You can set parameter na in str.contains to False:
print (df.a.str.contains('hph', na=False))
Using EdChum sample:
df = pd.DataFrame({'a':['hph', np.NaN, 'sadhphsad', 'hello']})
print (df)
a
0 hph
1 NaN
2 sadhphsad
3 hello
print (df.a.str.contains('hph', na=False))
0 True
1 False
2 True
3 False
Name: a, dtype: bool
IIUC you can filter those rows out also
data['sample'].dropna().str.contains('hph')
Example:
In [38]:
df =pd.DataFrame({'a':['hph', np.NaN, 'sadhphsad', 'hello']})
df
Out[38]:
a
0 hph
1 NaN
2 sadhphsad
3 hello
In [39]:
df['a'].dropna().str.contains('hph')
Out[39]:
0 True
2 True
3 False
Name: a, dtype: bool
So by calling dropna first you can then safely use str.contains on the Series as there will be no NaN values
Another way to handle the null values would be to use notnull:
In [43]:
(df['a'].notnull()) & (df['a'].str.contains('hph'))
Out[43]:
0 True
1 False
2 True
3 False
Name: a, dtype: bool
but I think passing na=False would be cleaner (#jezrael's answer)

[Point-based annotation data]
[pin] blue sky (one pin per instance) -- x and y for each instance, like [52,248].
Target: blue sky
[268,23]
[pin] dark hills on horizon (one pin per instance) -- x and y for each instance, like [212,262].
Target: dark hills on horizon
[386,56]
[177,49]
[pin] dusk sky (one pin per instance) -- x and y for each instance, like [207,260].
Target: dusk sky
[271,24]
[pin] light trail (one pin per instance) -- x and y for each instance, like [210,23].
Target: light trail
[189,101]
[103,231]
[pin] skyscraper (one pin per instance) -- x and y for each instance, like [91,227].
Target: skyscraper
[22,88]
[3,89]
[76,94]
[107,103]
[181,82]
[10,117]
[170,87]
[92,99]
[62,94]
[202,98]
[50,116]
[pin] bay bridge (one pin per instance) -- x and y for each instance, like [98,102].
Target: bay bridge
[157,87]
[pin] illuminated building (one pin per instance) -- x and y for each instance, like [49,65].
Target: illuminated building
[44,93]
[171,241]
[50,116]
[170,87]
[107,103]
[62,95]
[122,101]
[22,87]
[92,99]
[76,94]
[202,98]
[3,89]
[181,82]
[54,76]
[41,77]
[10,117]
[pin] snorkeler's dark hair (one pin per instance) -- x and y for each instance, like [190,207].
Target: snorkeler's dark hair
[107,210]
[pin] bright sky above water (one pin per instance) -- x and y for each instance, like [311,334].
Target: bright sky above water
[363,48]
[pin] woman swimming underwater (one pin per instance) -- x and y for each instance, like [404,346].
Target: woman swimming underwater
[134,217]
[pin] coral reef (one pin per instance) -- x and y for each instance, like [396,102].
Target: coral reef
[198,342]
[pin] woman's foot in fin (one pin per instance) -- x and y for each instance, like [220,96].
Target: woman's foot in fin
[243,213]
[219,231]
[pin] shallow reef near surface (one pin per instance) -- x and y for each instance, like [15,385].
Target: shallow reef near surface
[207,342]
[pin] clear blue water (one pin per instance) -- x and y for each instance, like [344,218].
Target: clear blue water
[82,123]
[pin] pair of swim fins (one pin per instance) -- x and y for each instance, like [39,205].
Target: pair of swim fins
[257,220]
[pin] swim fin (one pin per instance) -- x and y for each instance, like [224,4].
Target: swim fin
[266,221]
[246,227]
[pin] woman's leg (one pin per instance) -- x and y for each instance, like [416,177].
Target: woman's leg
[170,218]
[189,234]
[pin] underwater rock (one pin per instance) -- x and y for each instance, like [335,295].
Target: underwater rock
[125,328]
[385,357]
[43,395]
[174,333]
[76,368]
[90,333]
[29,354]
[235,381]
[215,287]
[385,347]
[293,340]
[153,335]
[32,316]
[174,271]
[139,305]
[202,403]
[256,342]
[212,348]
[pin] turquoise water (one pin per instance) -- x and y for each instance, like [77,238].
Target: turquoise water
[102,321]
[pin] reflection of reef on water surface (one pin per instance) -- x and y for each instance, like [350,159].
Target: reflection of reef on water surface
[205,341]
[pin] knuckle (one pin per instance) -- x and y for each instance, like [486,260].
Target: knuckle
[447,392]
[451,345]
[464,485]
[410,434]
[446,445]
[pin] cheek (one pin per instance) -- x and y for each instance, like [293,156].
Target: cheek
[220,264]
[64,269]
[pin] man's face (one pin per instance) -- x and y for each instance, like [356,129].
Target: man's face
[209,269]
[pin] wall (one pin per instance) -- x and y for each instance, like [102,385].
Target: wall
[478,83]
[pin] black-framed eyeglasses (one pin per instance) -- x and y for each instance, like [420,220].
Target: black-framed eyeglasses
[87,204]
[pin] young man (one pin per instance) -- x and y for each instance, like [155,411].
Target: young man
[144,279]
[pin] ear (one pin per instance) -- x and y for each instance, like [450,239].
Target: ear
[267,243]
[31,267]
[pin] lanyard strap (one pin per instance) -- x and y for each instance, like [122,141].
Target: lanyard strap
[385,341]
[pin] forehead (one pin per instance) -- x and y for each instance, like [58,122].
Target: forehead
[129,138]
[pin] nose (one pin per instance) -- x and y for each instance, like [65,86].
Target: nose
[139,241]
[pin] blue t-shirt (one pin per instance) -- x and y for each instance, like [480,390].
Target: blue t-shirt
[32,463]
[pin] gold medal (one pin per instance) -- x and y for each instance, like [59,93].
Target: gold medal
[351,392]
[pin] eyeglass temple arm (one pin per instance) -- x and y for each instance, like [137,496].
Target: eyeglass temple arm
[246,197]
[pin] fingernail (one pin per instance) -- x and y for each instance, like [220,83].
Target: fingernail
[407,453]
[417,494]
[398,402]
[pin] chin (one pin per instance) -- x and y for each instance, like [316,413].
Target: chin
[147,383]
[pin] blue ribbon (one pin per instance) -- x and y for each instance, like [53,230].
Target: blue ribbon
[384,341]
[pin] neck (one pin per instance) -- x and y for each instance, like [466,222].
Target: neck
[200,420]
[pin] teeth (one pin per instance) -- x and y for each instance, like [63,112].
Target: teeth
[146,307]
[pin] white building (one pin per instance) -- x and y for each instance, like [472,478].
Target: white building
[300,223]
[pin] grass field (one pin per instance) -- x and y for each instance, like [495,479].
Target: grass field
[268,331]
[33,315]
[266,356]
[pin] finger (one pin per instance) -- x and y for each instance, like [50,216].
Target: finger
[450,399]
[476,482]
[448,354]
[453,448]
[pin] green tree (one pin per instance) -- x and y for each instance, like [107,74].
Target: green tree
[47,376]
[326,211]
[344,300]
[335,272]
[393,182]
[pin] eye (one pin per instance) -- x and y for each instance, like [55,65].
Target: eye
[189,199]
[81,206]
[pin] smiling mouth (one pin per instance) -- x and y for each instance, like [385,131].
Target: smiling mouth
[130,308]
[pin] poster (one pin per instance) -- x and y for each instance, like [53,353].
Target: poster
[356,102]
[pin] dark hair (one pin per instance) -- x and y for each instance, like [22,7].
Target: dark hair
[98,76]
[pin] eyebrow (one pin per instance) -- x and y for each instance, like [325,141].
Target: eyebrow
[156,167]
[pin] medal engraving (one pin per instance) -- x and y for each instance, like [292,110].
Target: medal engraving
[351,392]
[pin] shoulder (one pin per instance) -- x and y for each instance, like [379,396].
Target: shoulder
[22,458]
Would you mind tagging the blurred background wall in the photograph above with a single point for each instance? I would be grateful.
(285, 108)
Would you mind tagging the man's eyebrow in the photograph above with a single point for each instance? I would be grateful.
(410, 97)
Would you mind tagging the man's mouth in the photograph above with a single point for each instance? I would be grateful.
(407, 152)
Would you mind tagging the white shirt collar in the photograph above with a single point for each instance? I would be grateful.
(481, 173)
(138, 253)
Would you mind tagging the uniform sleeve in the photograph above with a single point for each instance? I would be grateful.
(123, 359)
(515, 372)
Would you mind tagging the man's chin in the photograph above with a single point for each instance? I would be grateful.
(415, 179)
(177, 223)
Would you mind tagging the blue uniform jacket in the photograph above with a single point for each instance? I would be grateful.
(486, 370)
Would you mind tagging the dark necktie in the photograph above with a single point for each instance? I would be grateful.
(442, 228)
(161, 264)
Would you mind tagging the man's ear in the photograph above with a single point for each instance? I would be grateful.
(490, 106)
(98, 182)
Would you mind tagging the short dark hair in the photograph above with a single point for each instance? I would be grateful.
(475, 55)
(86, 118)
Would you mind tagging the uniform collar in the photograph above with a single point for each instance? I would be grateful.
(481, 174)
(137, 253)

**Goals**
A – List every value that appears in column a of the sample DataFrame built in the pandas passage.
B – Answer these questions from the pandas passage.
(i) To what value does the first suggestion set the parameter na of str.contains?
(ii) Which method is called on the Series before str.contains in the second approach?
(iii) Which method is joined with str.contains by the & operator in the other way of handling null values?
C – Decide whether each statement agrees with the pandas passage, and support each answer with the deciding words from it.
(i) Calling dropna first leaves the Series free of NaN values.
(ii) The writer judges the notnull approach cleaner than passing na=False.
(iii) The sample DataFrame is credited to EdChum.

**Results of the exercise**
A – hph, NaN, sadhphsad, hello

B –
(i) False
(ii) dropna
(iii) notnull

C –
(i) Yes: "So by calling dropna first you can then safely use str.contains on the Series as there will be no NaN values"
(ii) No: "but I think passing na=False would be cleaner"
(iii) Yes: "Using EdChum sample:"